(Fuente):
+--
Estados Unidos, 2003



Dirigida por Sofia Coppola, con
Bill Murray, Scarlett Johansson, Giovanni Ribisi, Anna Faris, Fumihiro Hayashi, Ryuichiro Baba.



Qué escribir sobre un film nominado a tantos premios en tantas categorías: al mejor actor, con toda justicia, para Bill Murray; a la mejor actriz, la expresiva Scarlett Johansson, toda una revelación; al mejor director, en este caso la directora Sofia Coppola, y claro, a la mejor película, también considerada por muchos críticos una de las mejores de 2003. Pesada carga, de algún modo, para un film tan pequeño y sutil, no por ello menos extraordinario, y que no parece haber sido gestado con la pretensión de obtener galardones. En cierto sentido, es un film mínimo, con un guión limitado, de escasa acción, de aun más escasos diálogos ampulosos. Un film de climas y atmósferas. Por eso sorprende su candidatura al Oscar, que suele privilegiar grandilocuencias más o menos obvias, como El retorno del rey o el último film de Peter Weir.

Bill Murray interpreta al actor Bob Harris, un alter ego de sí mismo. Todo lo que sabemos de él lo revelan un par de frases y, sobre todo, la expresividad de este maravilloso actor que es Murray. El es la elección adecuada para este film que no se ajusta a ningún clisé de género, y en él descansa buena parte del peso del film. Desde la comedia que despliega en una sesión de fotografías para la campaña publicitaria de una marca de whisky que está desarrollando en Tokyo, hasta el drama de ese hombre que no se halla a sí mismo en la soledad de su cuarto de hotel, su registro interpretativo es tan amplio que no necesitamos más explicaciones para saber de su ocaso profesional, de su melancolía, de su autoconmiseración traducida en ironía, de la incomunicación en su gastado matrimonio, de su crisis de hombre adulto y sabio, que parece estar evaluando su vida, ante esa joven que encuentra en el hotel y que atraviesa también una crisis, en su caso de iniciación a la madurez.

Charlotte está perdida después de sus graduación, perdida en ese país que no la recibe, en esos templos donde no siente nada, y en su matrimonio donde empieza también a sentirse fuera de lugar. Ambos están perdidos en lo que va de Occidente a Oriente, en una ciudad hostil, perdidos en un lenguaje incomprensible, perdidos en su insomnio, y cada uno encuentra en el otro a quien podrá acompañarlo en ese estado de desorientación: el otro es el alma que Charlotte busca en los textos de autoayuda.
+--
(Extractos de registros):
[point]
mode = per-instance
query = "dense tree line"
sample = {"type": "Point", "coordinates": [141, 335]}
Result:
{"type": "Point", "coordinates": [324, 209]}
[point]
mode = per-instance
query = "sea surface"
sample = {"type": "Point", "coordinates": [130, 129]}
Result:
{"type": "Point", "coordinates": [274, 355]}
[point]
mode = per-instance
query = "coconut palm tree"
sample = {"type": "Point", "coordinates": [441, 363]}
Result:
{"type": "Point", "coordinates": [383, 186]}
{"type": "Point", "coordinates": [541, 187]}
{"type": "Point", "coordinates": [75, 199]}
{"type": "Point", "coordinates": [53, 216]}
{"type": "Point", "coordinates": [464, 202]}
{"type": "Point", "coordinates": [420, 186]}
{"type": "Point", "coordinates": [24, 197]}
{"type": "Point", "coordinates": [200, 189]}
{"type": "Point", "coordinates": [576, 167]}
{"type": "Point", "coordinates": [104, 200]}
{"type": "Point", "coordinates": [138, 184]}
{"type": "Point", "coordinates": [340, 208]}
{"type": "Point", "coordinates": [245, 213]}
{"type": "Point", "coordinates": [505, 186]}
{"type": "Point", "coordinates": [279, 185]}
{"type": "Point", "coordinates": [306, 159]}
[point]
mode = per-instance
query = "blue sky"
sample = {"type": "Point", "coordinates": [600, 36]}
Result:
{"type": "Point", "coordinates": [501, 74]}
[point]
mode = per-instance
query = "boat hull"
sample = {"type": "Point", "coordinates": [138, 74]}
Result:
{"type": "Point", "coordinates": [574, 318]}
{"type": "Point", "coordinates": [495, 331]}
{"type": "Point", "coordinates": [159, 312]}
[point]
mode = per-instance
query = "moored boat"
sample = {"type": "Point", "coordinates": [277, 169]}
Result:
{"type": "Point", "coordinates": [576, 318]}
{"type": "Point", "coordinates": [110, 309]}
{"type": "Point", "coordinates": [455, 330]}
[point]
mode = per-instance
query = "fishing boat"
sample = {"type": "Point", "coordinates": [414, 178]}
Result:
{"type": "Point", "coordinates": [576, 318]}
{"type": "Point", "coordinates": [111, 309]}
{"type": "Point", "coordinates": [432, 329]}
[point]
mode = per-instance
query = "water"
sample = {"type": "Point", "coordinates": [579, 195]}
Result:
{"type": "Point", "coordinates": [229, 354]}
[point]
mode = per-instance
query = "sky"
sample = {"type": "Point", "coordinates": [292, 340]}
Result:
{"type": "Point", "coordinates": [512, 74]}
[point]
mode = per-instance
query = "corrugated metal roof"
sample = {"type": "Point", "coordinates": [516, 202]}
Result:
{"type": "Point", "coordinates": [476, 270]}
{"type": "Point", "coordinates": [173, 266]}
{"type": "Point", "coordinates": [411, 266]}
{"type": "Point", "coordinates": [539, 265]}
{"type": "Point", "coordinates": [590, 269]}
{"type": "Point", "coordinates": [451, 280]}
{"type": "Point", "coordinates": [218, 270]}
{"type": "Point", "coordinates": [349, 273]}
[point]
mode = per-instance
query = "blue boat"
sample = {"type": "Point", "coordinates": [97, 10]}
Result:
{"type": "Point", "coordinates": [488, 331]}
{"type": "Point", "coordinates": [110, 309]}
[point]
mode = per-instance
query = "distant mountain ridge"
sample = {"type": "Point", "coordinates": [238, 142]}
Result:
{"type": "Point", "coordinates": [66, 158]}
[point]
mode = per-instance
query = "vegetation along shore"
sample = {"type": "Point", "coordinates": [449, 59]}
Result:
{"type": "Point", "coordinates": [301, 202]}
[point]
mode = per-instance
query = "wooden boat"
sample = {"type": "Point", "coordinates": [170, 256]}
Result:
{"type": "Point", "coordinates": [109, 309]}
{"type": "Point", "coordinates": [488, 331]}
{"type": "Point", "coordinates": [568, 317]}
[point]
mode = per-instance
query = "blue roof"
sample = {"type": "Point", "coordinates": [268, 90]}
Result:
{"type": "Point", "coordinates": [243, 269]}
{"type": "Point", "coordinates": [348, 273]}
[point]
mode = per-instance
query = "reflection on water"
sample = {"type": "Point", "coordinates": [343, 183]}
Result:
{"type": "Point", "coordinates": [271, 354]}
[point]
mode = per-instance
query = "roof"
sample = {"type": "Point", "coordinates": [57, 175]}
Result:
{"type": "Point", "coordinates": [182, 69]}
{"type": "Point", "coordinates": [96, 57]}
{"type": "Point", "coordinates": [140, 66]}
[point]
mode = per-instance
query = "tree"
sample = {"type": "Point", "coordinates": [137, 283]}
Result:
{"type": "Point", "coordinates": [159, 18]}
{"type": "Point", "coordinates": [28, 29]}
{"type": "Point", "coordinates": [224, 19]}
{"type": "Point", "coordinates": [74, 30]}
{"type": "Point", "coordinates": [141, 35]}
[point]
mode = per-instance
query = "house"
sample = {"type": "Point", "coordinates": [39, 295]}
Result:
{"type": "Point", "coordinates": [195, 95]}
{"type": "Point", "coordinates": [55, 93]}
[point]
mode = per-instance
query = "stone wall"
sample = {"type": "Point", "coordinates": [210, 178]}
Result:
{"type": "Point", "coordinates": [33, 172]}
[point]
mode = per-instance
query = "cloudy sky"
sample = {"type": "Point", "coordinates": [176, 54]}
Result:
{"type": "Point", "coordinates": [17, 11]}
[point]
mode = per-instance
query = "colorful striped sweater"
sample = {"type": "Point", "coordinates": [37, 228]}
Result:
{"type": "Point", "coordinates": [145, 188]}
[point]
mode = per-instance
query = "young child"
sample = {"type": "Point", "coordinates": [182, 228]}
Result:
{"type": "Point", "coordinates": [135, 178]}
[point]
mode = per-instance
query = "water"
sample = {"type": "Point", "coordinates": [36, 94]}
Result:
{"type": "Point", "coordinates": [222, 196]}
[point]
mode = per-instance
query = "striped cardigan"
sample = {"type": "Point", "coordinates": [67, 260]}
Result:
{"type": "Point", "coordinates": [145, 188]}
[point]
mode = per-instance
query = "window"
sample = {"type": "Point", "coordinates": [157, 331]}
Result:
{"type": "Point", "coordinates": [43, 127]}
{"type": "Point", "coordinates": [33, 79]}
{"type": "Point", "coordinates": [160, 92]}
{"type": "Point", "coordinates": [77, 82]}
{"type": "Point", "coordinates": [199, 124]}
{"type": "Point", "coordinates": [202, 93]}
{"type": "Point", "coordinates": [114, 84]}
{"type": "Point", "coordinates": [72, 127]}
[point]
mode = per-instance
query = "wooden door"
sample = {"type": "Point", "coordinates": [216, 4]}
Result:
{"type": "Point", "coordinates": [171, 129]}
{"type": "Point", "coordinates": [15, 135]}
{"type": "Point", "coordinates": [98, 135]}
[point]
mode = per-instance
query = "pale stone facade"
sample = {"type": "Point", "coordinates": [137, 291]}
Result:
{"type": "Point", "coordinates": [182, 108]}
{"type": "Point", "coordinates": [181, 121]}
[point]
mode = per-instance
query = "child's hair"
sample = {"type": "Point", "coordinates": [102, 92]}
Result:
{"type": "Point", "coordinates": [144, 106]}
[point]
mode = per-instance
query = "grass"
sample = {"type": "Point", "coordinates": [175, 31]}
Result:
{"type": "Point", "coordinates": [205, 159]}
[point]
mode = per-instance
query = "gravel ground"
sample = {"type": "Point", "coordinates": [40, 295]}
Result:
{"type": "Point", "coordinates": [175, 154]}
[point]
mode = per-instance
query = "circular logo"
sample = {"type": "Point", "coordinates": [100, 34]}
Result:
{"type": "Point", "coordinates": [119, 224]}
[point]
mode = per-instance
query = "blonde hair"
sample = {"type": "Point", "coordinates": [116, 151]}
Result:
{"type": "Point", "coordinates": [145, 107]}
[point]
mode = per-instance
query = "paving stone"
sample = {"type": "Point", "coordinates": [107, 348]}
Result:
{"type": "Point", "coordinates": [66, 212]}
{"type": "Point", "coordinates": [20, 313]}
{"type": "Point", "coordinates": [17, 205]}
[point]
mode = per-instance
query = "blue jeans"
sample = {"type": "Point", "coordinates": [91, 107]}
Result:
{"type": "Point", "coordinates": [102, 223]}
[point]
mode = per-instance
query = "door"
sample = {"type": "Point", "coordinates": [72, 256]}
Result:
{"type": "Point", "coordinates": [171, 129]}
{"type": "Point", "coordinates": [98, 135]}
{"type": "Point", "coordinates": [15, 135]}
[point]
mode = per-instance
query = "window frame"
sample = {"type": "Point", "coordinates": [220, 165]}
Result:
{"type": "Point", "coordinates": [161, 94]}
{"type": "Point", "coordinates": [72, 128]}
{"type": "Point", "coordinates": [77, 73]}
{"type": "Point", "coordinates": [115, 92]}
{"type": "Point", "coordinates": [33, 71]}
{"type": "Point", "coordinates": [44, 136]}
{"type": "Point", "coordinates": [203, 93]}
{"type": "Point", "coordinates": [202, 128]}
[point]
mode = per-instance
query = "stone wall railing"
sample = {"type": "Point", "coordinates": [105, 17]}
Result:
+--
(Tareas y ejercicios):
**1)** Enumera todos los intérpretes que la reseña cinematográfica incluye en el reparto de la película.
**2)** Retoma la reseña cinematográfica justo después de su última oración y prosigue con un párrafo más.

(Resultados del ejercicio):
**1)** Bill Murray, Scarlett Johansson, Giovanni Ribisi, Anna Faris, Fumihiro Hayashi y Ryuichiro Baba.

**2)**
Entre otras, Perdidos en Tokyo narra una historia de amor. No hay mapas para orientarse en esa relación sin nombre que nace de miradas, de encuentros en el bar, y se desarrolla entre silencios, escapadas cómplices, recorridas por esos espacios ajenos, hasta llegar a un entendimiento, a una intimidad que atraviesa los treinta años que los separan y es superior a la de tantas parejas convencionales que vemos en el cine. Basta ver la hermosa escena en que Bob canta “More than this” en un karaoke dedicada a Charlotte, para entender que se vive un momento de alta expresividad y comunicación. O el elocuente, maravilloso plano que toma a ambos en la cama, donde un mínimo roce de una mano está cargado con un amoroso erotismo pocas veces visto.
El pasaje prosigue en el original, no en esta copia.